GIVEN PROBLEM: Please report how many lines in the items below contain the string "location", counting only matches with the same case. Give the number alone.

Annotated coordinate records:
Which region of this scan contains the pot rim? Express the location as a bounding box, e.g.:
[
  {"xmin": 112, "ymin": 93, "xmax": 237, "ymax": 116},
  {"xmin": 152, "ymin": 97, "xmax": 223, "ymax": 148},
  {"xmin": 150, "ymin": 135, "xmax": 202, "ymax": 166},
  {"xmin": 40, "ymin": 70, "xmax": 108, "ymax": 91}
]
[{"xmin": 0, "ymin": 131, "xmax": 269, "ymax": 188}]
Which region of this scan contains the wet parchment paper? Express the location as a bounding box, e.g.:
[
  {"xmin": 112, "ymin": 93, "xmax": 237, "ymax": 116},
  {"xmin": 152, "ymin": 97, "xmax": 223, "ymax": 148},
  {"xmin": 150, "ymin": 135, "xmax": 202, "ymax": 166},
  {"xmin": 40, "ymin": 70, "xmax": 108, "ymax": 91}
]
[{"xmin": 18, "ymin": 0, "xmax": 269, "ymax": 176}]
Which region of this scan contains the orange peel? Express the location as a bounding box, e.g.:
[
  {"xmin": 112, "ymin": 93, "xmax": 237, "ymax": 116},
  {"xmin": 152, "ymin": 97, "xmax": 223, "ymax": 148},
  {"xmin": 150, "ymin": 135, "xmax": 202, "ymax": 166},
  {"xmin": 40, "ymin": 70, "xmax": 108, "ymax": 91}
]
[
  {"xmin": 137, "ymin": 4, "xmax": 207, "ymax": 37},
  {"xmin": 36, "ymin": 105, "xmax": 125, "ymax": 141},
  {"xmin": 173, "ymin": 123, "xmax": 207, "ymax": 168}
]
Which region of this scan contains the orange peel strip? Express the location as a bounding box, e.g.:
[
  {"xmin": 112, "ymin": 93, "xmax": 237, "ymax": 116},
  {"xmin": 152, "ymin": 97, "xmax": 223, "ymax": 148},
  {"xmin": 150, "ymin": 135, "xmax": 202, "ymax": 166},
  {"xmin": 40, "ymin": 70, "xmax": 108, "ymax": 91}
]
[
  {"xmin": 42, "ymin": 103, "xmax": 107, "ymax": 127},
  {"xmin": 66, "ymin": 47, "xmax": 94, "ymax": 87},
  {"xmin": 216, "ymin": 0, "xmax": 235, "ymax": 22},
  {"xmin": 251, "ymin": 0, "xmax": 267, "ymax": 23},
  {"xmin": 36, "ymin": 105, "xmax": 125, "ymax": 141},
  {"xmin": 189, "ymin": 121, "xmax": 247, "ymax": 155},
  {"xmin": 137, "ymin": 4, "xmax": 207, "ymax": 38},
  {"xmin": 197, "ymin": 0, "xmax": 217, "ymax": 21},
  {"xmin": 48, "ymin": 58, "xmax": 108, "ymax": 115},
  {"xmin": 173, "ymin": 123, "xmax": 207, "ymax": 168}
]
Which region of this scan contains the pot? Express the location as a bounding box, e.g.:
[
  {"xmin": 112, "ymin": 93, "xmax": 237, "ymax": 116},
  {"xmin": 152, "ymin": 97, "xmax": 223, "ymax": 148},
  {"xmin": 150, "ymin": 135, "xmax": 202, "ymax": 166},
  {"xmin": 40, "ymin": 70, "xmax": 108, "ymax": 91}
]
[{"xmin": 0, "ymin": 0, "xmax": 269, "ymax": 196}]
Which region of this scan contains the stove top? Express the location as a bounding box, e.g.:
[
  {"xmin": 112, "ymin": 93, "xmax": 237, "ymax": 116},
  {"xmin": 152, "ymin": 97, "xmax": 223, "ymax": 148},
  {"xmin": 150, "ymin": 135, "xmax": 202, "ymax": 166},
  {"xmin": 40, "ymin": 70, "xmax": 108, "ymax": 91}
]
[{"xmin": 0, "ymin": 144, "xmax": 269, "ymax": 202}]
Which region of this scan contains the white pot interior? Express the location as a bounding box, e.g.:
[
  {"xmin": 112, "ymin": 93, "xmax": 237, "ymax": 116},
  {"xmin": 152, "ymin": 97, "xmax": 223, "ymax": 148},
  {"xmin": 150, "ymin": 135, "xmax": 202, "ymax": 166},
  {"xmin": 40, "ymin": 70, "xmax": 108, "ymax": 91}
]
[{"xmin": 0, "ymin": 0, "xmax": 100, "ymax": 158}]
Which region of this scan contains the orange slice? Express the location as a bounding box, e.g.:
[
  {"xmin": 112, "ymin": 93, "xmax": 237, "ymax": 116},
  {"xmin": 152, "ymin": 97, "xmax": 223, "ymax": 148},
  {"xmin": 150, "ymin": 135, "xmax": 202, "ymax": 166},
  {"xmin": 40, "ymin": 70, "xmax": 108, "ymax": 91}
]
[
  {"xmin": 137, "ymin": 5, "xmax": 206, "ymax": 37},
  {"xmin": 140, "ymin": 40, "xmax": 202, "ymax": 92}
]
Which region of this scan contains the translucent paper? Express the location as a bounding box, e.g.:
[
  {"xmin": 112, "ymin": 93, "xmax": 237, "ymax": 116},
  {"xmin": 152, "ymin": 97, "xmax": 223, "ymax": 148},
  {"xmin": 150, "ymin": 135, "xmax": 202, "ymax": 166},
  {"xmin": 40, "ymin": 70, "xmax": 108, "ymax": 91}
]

EXERCISE SOLUTION: 9